■ Work required ■
Reproduce each of the following entries verbatim, line for line, omitting the pictures.

■ Material for the task ■
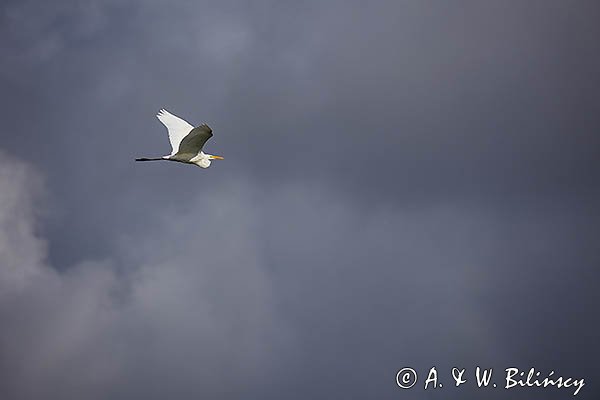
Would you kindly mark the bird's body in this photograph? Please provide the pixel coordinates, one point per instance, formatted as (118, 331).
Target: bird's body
(186, 141)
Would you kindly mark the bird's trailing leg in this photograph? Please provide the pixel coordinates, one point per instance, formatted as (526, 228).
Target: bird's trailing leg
(150, 159)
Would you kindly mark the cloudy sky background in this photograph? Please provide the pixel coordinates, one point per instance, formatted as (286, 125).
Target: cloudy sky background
(404, 184)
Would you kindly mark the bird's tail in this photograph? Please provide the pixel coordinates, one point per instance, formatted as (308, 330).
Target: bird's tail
(149, 159)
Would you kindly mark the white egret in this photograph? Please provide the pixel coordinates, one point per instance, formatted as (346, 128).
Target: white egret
(186, 141)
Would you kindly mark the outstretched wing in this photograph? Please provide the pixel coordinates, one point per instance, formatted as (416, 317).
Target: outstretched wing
(194, 141)
(177, 127)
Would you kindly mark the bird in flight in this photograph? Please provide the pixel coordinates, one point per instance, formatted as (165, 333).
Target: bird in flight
(186, 141)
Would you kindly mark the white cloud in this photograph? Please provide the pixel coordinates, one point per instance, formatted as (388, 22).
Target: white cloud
(181, 309)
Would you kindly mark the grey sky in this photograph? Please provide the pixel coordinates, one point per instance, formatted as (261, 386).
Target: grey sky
(404, 184)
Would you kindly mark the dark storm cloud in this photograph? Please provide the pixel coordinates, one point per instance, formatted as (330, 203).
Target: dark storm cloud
(403, 183)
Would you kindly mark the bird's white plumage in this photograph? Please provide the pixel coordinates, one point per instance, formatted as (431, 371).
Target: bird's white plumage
(177, 128)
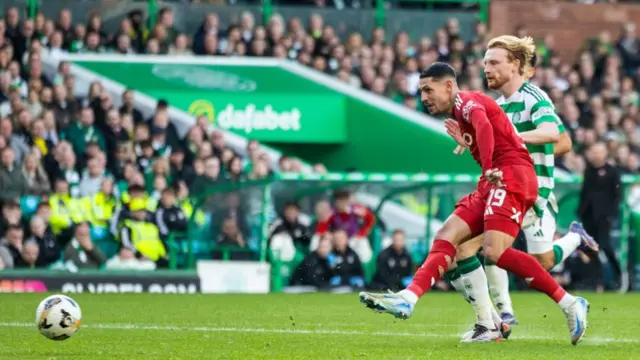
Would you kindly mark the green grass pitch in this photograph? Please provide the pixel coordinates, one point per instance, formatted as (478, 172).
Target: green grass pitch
(310, 326)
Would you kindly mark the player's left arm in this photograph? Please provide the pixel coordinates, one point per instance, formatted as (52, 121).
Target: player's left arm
(544, 117)
(548, 129)
(564, 145)
(476, 114)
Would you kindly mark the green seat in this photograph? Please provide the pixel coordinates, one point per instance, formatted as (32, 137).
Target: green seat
(108, 246)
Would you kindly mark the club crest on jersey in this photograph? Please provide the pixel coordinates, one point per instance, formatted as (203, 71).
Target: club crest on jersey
(468, 139)
(466, 110)
(543, 111)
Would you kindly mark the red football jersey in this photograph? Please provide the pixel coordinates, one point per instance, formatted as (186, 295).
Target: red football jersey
(501, 141)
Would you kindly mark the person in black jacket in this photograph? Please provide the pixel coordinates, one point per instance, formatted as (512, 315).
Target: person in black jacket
(599, 202)
(50, 250)
(345, 262)
(395, 266)
(315, 269)
(169, 217)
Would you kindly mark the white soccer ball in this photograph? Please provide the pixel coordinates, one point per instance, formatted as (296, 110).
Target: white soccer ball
(58, 317)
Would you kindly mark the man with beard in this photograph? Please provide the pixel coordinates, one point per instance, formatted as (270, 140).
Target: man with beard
(532, 113)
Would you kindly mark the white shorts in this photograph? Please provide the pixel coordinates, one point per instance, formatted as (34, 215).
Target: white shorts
(540, 234)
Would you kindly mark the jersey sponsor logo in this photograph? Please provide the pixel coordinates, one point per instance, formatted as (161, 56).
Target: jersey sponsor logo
(458, 102)
(468, 139)
(543, 111)
(516, 215)
(466, 111)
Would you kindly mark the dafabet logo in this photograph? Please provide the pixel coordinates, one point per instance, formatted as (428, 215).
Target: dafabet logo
(249, 118)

■ Answer for this exercise ■
Would you kindly mark the bird's body in this photograph? Please provide the pixel coordinates, one point per instance, formatted as (118, 331).
Target: bird's body
(186, 141)
Would you kindly mark the bird's trailing leg in this photograph? Please provide the pixel coordinates, one point per instance, formatted as (526, 228).
Target: bird's trailing leg
(150, 159)
Would you kindly mark the cloudy sky background in this photograph? Please provide the pixel coordinates, one point per instance, formatted as (286, 125).
Target: cloudy sky background
(404, 184)
Would you kindly mark the bird's tail in this photograph? Please provide the pixel coordinates, one point per instance, formatted as (308, 330).
Target: bird's tail
(149, 159)
Would you kindly mark the white egret in this photograph? Please provide the pixel coordinates, one point per instance, formatted as (346, 128).
Target: white egret
(186, 141)
Would you kindly mark the outstretched wing in this photograph? Please provide the pixel coordinates, one point per instance, formatted as (416, 317).
Target: outstretched wing
(194, 141)
(177, 127)
Would you kindly mark the bird in flight in this photograph? Please provide the pixel coordinates, one point per instance, formatted as (165, 333).
Target: bird in flight
(186, 141)
Would you kindly mark the white cloud in this photograph? Please provide the pixel coordinates, one point per instance, formatted as (388, 22).
Target: white cloud
(181, 309)
Would you kindly mark the grey sky in this photograph? Please provide the pixel coordinates, one point per instance, formatted as (261, 386).
Target: grey sky
(404, 184)
Would you kindly mark the dark storm cloud in this photograph? Please provide the pixel coordinates, one point per instance, formatted as (330, 203).
Target: dark storm cloud
(403, 183)
Would you kindly mark the bird's white plumage in this photograph? Please provide the pixel coordinates, one point per instance, formatted as (431, 371).
Target: bird's white plumage
(177, 128)
Would you kindly mark the green grass pitch in this photograph? Please provide the pixel coordinates, one point per instance, formatted as (478, 172).
Target: green grass pitch
(310, 326)
Would you kindly mark the player's left arm in this photograph? Please provide the pixel coordinates, one point per instance, formatted as (52, 121).
Target: player's left arm
(544, 117)
(548, 129)
(564, 145)
(476, 114)
Would you kindly mark the green seat in this photograph? Please provide the pixel coordinates, one point per instance, formatted as (32, 137).
Target: green seat
(108, 246)
Would you kindly mark the club crest on jersey in this photograph? Please provide the pixel coordinates, one point per instance, formatted as (203, 71).
Target: club crest on jersey
(468, 139)
(466, 110)
(543, 111)
Would you kindly mark the red football jersey in this photograph? Please provide the pixel coordinates, one point per instance, formatted as (186, 295).
Target: red football jersey
(501, 141)
Would you kindly mark the person in black jacket in this photograph? Please provide the pixel coordinates, one point per instance, formatted as (512, 315).
Target: person in black jacket
(599, 202)
(50, 250)
(345, 262)
(395, 266)
(315, 269)
(169, 217)
Would you kindly mark the white soccer ball in this photograph? Please provide the pixel coordinates, one point per instance, formatted as (296, 110).
Target: white soccer ball
(58, 317)
Would you kindly mark the man with beard in this photograph? Please provide the pixel coordinates, one point per instance, formatted as (270, 140).
Target: man with beard
(532, 113)
Would you kindly mark the white shorts in this photograph? Please provide the pixel coordinates, one point per instance, formatted as (34, 215).
Target: white shorts
(540, 234)
Would you kindly mark the jersey sponsor logo in this photograph? Please provide the pixel coordinates, one point per instance, formatted as (161, 56).
Target: jersey sponsor logo
(458, 102)
(468, 139)
(543, 111)
(516, 215)
(466, 111)
Would you kindly mark the dafabet logo in this photograph? Please provide the pixel coordinates, one point per instance, formatted as (428, 215).
Target: dafabet logo
(249, 118)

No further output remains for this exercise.